• _What the task asks_
Count every line in the following entries where the word "JSON" appears. Give the count alone.

• _Data for processing_
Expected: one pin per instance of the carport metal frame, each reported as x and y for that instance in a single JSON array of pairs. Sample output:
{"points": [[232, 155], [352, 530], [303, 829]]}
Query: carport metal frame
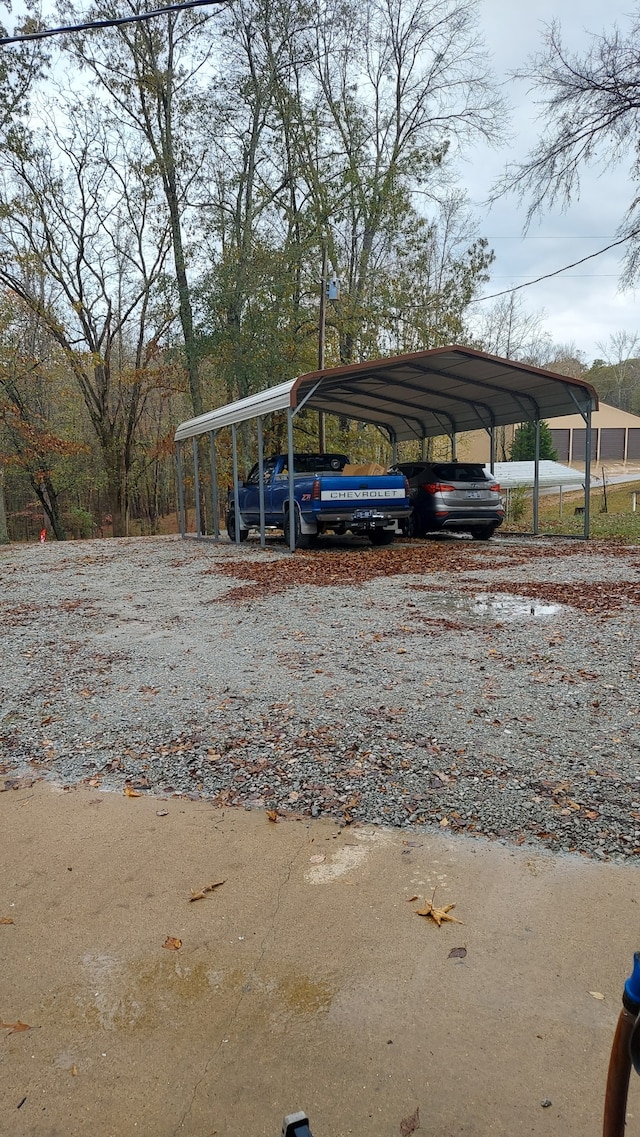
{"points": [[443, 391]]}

* * *

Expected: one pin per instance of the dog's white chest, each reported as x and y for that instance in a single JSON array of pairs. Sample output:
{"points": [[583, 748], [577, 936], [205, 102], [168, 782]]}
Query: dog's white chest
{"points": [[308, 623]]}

==

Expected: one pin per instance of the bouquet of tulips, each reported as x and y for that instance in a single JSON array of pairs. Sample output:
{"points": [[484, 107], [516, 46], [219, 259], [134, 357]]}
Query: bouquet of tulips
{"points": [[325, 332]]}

• _Output for this exercise_
3